Waterfall enrich HubSpot contacts across Apollo, Clearbit, and PDL using code

high complexityCost: $0Recommended

Prerequisites

Prerequisites
  • Node.js 18+ or Python 3.9+
  • HubSpot private app token with crm.objects.contacts.read and crm.objects.contacts.write scopes
  • Apollo API key (Settings → Integrations → API)
  • Clearbit API key (API → API Keys in dashboard)
  • People Data Labs API key (from PDL dashboard)
  • A scheduling environment: cron or GitHub Actions

Why code?

The waterfall pattern maps perfectly to a loop over a providers array. Adding, removing, or reordering providers is one line. The merge logic is a simple conditional check per field. No platform credits, no visual clutter from 10+ nodes, and full control over error handling for each provider's unique failure modes (Clearbit 404s, PDL 402s, Apollo rate limits).

The trade-off is maintenance. You own retry logic, rate limiting, and monitoring for three different APIs. There's no visual execution history showing which provider was called for each contact. If non-technical team members need to modify the provider order, use n8n instead.

Step 1: Set up the project

# Test each API key
curl -X POST "https://api.apollo.io/api/v1/people/match" \
  -H "x-api-key: $APOLLO_API_KEY" \
  -H "Content-Type: application/json" \
  -d '{"email": "test@example.com"}'
 
curl "https://person.clearbit.com/v2/people/find?email=test@example.com" \
  -H "Authorization: Bearer $CLEARBIT_API_KEY"
 
curl -X POST "https://api.peopledatalabs.com/v5/person/enrich" \
  -H "x-api-key: $PDL_API_KEY" \
  -H "Content-Type: application/json" \
  -d '{"email": "test@example.com"}'

Step 2: Build the enrichment providers

Define each provider as a function that accepts an email and returns a normalized result. This makes it easy to reorder or swap providers:

import requests
import os
import time
 
APOLLO_API_KEY = os.environ["APOLLO_API_KEY"]
CLEARBIT_API_KEY = os.environ["CLEARBIT_API_KEY"]
PDL_API_KEY = os.environ["PDL_API_KEY"]
 
def enrich_apollo(email):
    """Apollo People Match — returns normalized fields."""

- Given material:
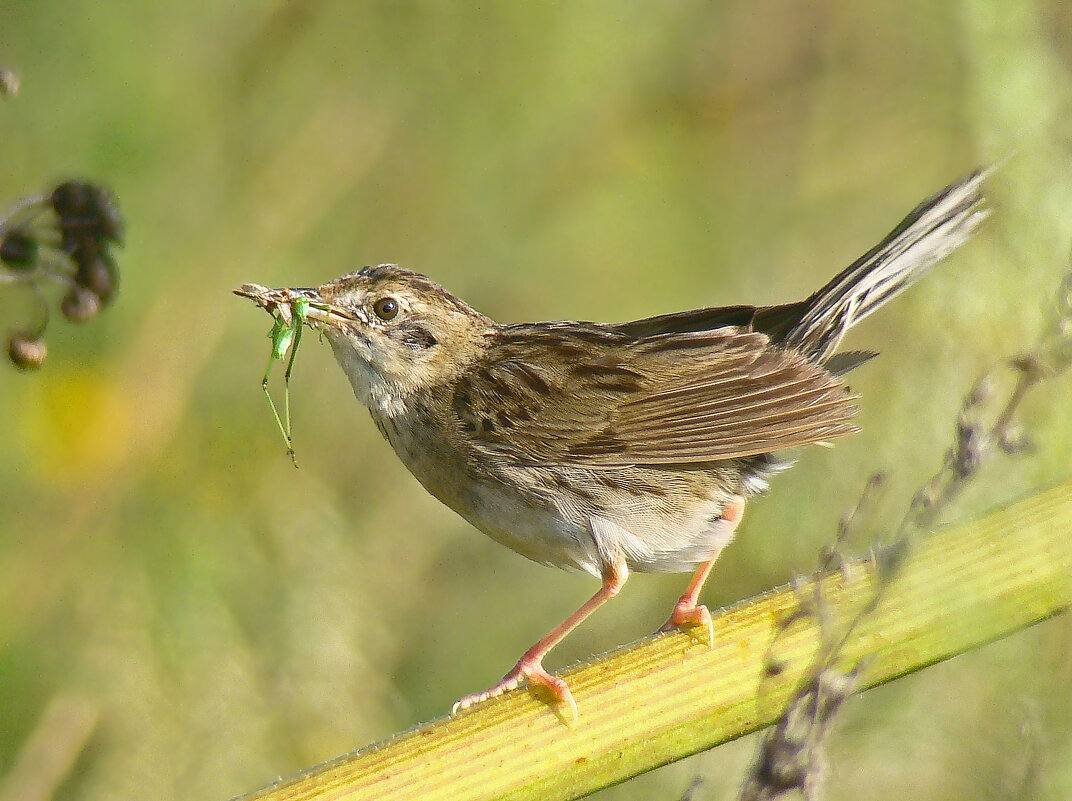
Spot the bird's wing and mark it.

- Direction 1: Which scheduling environments does the waterfall enrichment guide list as prerequisites?
- Direction 2: In the waterfall enrichment guide, rewrite the passage from "high complexityCost: $0Recommended" up to and including "Integrations → API)", changing "private app token" to "access token".
The data comes from a different source than the waterfall enrichment guide.

- Full output 1: Cron or GitHub Actions.

- Full output 2:
high complexityCost: $0Recommended

Prerequisites

Prerequisites
  • Node.js 18+ or Python 3.9+
  • HubSpot access token with crm.objects.contacts.read and crm.objects.contacts.write scopes
  • Apollo API key (Settings → Integrations → API)